Exercices =
1/ Relevez toutes les catégories de personnes que le texte sur la vente d'aliments par correspondance présente comme pouvant tirer profit de ce mode d'achat.
2/ Répondez brièvement à ces questions sur le texte sur la vente d'aliments par correspondance :
(a) Qu'est-ce qui a beaucoup compté dans la confiance du public ?
(b) Comment passait-on commande en Espagne il y a vingt ans ?
(c) Que recherche la personne que ce mode d'achat gêne ?
3/ Rédigez la suite du texte sur la vente d'aliments par correspondance, à partir de sa dernière phrase.

Oui, mais il existe des exemples de commandes de livres qui ne sont pas arrivées à temps. Il peut y avoir des escroqueries.

 

Dans cette confiance du public, la sécurisation des moyens de paiement  a été pour beaucoup. Mais cette vente par correspondance d’aliments frais n’est pas nouvelle, il y a vingt ans, en Espagne, on téléphonait, aujourd’hui, on envoie un courrier.

 

Ça me gène, car le contact humain est important, je recherche la convivialité.

 

Mais il ne s’agit pas de faire ses courses ainsi chaque jour, mais d’utiliser ce moyen commode qui peut faire gagner du temps, qui peut aider des femmes ou des couples avec enfants débordés par leurs occupations.

 

Dans le cas de personnes à mobilité réduite, c’est bien.

Données fournies =
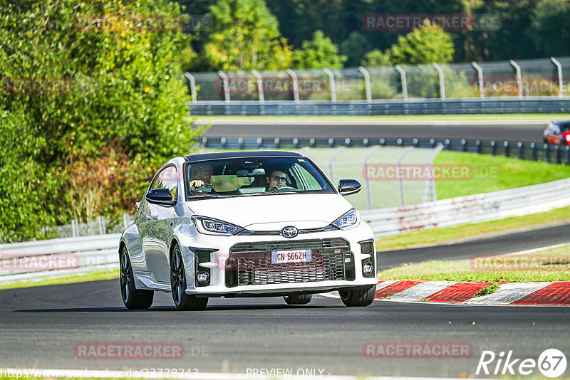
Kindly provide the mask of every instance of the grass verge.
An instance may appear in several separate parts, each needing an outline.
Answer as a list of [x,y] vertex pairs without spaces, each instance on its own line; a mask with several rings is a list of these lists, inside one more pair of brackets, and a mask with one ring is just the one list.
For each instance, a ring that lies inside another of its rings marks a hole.
[[467,170],[459,176],[436,180],[437,199],[498,191],[570,177],[570,167],[490,154],[444,151],[434,160],[437,165],[460,165]]
[[48,285],[72,284],[76,283],[86,283],[88,281],[98,281],[100,280],[112,280],[119,278],[119,270],[93,270],[85,273],[78,273],[65,276],[51,276],[42,278],[37,281],[33,280],[23,280],[6,284],[0,284],[0,289],[15,289],[16,287],[31,287],[33,286],[44,286]]
[[441,245],[457,240],[509,233],[531,227],[564,222],[570,222],[570,206],[497,221],[432,228],[380,238],[376,240],[376,248],[378,250],[387,250]]
[[377,278],[471,283],[570,281],[570,247],[514,256],[434,260],[383,270]]

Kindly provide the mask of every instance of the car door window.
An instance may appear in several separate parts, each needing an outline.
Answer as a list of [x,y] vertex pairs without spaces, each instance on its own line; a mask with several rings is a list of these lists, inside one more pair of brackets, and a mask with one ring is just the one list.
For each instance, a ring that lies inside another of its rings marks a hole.
[[176,201],[176,197],[178,195],[177,174],[178,171],[175,166],[164,168],[152,180],[150,190],[168,189],[172,196],[172,201]]

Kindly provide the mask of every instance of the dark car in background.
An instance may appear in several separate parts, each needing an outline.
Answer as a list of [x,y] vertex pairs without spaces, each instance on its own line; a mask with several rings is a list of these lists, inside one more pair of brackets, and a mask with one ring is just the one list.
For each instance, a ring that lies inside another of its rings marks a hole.
[[570,145],[570,120],[552,122],[543,132],[544,144]]

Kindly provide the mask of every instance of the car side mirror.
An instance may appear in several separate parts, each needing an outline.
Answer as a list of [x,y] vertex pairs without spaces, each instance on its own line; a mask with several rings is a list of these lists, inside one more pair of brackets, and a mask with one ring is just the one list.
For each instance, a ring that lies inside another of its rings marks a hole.
[[172,201],[172,194],[167,189],[153,189],[147,193],[145,198],[152,204],[170,206],[176,204],[176,201]]
[[356,179],[341,179],[338,181],[338,192],[341,195],[356,194],[362,189],[362,185]]

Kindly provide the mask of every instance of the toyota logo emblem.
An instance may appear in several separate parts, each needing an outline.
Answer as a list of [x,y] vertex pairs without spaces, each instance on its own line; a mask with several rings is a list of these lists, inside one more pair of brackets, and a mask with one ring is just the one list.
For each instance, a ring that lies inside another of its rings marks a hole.
[[295,227],[285,227],[281,230],[281,234],[285,238],[294,238],[299,233],[299,231]]

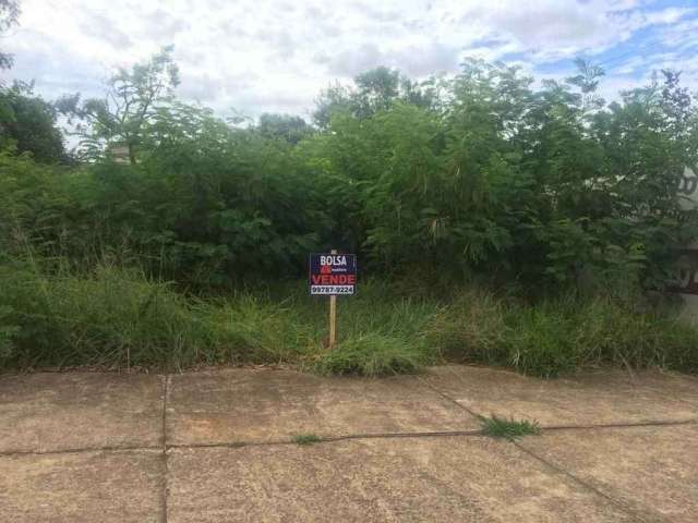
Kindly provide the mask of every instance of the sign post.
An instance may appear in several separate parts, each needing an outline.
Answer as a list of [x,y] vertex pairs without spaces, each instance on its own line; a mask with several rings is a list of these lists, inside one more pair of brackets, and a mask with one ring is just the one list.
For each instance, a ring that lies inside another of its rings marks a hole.
[[352,295],[357,285],[357,256],[353,254],[311,254],[308,284],[310,294],[329,296],[329,349],[337,344],[337,296]]
[[[333,248],[332,254],[337,254],[337,250]],[[337,344],[337,294],[329,296],[329,350],[332,351]]]

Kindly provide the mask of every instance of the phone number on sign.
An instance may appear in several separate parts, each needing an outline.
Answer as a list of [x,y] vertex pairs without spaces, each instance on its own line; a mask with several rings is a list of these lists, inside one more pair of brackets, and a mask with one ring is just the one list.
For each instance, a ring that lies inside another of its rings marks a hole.
[[353,285],[310,285],[311,294],[353,294]]

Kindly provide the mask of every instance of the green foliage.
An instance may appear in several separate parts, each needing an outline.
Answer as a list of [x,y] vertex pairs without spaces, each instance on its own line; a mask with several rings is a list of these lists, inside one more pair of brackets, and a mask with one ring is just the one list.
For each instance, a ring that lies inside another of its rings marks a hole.
[[57,115],[53,106],[34,94],[33,84],[0,86],[0,149],[11,147],[46,163],[67,162]]
[[425,349],[412,340],[369,332],[350,337],[321,353],[312,369],[322,375],[389,376],[413,374],[433,363]]
[[482,419],[482,433],[491,438],[503,438],[514,441],[524,436],[538,436],[541,434],[541,427],[538,422],[529,422],[528,419],[516,421],[514,418],[506,419],[492,417]]
[[291,441],[296,445],[313,445],[322,442],[323,438],[316,434],[297,434],[291,438]]
[[[166,48],[105,100],[59,100],[88,160],[73,166],[49,147],[53,110],[3,90],[2,364],[696,370],[695,329],[647,299],[698,235],[677,194],[698,163],[693,98],[664,71],[606,105],[603,71],[578,68],[541,88],[481,61],[421,83],[378,68],[323,93],[314,127],[242,126],[177,100]],[[320,353],[322,303],[277,282],[329,248],[395,284],[341,300],[340,345]]]
[[426,333],[448,360],[540,377],[603,364],[695,372],[698,329],[664,307],[638,296],[569,295],[527,304],[467,292],[433,317]]

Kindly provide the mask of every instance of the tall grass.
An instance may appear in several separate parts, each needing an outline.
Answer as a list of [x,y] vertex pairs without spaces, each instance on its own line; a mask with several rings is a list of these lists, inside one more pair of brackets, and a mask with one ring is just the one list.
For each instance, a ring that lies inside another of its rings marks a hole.
[[474,288],[408,299],[370,282],[339,299],[328,351],[326,301],[303,282],[202,300],[116,265],[77,275],[24,260],[0,264],[0,368],[293,363],[378,376],[457,361],[545,377],[588,365],[698,373],[698,329],[638,300],[527,304]]

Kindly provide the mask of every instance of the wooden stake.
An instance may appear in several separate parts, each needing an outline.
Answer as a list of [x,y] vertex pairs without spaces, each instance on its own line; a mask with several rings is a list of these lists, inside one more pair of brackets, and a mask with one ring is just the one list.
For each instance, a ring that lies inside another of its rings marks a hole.
[[[330,254],[337,254],[337,250],[333,248]],[[337,344],[337,296],[329,296],[329,350]]]

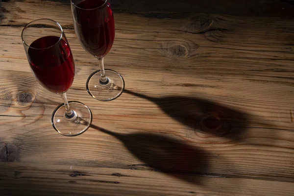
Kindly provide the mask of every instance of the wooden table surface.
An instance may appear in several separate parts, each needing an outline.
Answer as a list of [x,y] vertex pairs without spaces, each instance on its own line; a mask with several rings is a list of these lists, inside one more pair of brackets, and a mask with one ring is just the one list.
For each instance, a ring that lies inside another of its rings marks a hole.
[[[294,195],[292,1],[113,0],[104,62],[125,90],[108,102],[86,90],[98,62],[79,44],[69,1],[1,4],[1,196]],[[42,18],[70,42],[69,100],[93,114],[77,136],[52,128],[62,99],[36,81],[23,46],[24,25]]]

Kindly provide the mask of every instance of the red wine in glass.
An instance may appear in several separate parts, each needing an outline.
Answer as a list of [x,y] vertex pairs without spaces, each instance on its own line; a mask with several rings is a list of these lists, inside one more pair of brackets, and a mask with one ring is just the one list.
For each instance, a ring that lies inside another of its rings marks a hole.
[[63,100],[52,114],[53,127],[67,136],[85,132],[92,122],[92,113],[82,103],[67,100],[66,92],[74,76],[74,62],[60,24],[50,19],[32,21],[24,28],[22,39],[37,80],[49,91],[60,95]]
[[84,49],[98,59],[100,70],[87,80],[88,93],[94,98],[109,101],[119,97],[124,81],[117,72],[104,69],[104,57],[114,40],[115,29],[110,0],[71,0],[76,36]]
[[[105,7],[91,9],[102,6]],[[74,28],[81,45],[95,57],[105,56],[112,46],[115,34],[109,3],[103,0],[84,0],[76,6],[81,9],[76,10],[77,20],[74,22]]]
[[43,37],[32,42],[27,52],[35,77],[55,93],[66,92],[74,76],[74,63],[69,45],[55,36]]

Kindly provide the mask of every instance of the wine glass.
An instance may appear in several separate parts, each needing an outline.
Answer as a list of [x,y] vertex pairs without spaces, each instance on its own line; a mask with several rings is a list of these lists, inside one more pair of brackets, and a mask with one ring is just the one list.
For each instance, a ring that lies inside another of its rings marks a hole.
[[39,19],[24,27],[22,39],[32,72],[48,90],[60,94],[64,103],[51,118],[59,133],[73,136],[85,131],[92,122],[90,109],[79,101],[68,101],[66,92],[74,81],[74,63],[61,26],[50,19]]
[[124,81],[117,72],[104,68],[103,58],[114,40],[113,14],[109,0],[71,0],[75,33],[85,50],[98,59],[100,70],[88,78],[87,91],[96,99],[109,101],[120,96]]

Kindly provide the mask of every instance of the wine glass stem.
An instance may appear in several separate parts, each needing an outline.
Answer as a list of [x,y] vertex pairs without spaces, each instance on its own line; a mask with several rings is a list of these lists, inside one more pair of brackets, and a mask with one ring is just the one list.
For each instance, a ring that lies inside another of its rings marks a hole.
[[62,93],[60,95],[63,100],[64,107],[65,107],[65,114],[64,116],[67,119],[72,119],[74,116],[74,112],[71,109],[71,107],[69,105],[69,102],[68,102],[67,98],[66,98],[66,93]]
[[99,65],[100,65],[100,74],[101,74],[101,78],[100,78],[99,82],[101,84],[106,84],[109,82],[109,80],[106,75],[105,75],[105,71],[104,69],[104,57],[98,58],[99,61]]

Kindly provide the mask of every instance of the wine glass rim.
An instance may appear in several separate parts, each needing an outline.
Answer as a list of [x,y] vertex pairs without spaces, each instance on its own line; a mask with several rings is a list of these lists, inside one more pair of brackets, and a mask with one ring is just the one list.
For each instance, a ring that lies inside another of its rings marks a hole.
[[82,8],[81,7],[79,7],[79,6],[77,6],[74,3],[72,0],[71,0],[71,2],[72,2],[72,4],[73,5],[74,5],[74,7],[78,8],[78,9],[83,9],[84,10],[94,10],[96,9],[99,8],[101,7],[104,6],[106,4],[106,2],[107,2],[107,1],[108,1],[108,0],[105,0],[105,1],[103,4],[102,4],[102,5],[101,5],[99,6],[98,6],[97,7],[95,7],[94,8],[91,8],[91,9],[84,9],[84,8]]
[[[24,41],[24,38],[23,37],[23,35],[24,34],[24,30],[26,28],[27,28],[27,27],[30,24],[31,24],[32,23],[36,22],[38,21],[44,21],[44,20],[45,20],[45,21],[46,20],[50,21],[50,22],[52,22],[54,23],[55,23],[57,25],[57,26],[59,28],[59,29],[61,31],[61,34],[60,34],[60,36],[59,36],[59,39],[55,43],[54,43],[54,44],[53,44],[52,46],[49,46],[49,47],[46,47],[46,48],[44,48],[40,49],[40,48],[37,48],[32,47],[31,46],[29,46],[28,45],[27,45],[27,44],[26,44],[26,43],[25,43],[25,42]],[[62,39],[63,35],[63,29],[62,29],[62,27],[61,27],[61,25],[58,22],[56,22],[55,21],[53,21],[53,20],[49,19],[40,19],[35,20],[34,21],[30,22],[27,24],[26,24],[25,25],[25,26],[24,26],[24,29],[23,29],[23,31],[22,31],[22,40],[23,41],[23,43],[24,44],[25,44],[25,46],[27,46],[28,48],[30,48],[31,49],[49,49],[50,48],[53,47],[53,46],[54,46],[55,45],[56,45],[56,44],[57,44],[60,41],[60,40]]]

Corrigé des exercices =
1/ des femmes ; des couples avec enfants ; des personnes à mobilité réduite

2/
(a) La sécurisation des moyens de paiement.
(b) On téléphonait.
(c) La convivialité.

3/
Le commerce, c’est ce qui fait vivre Internet mais il y a aussi une révolution culturelle. Les milieux défavorisés se réapproprient la culture qui était codée, interdite et annexée par les dirigeants et ils ont accès à toute culture qui devient en plus gratuite.

Dans les pays pauvres économiquement, existe un volontarisme très fort pour les nouvelles technologies pour basculer au-delà des barrières. L’Inde émerge aujourd’hui en sous-traitant pour les pays riches parce que leurs ingénieurs enrichissent leur propre pays et ne sont pas partis aux USA.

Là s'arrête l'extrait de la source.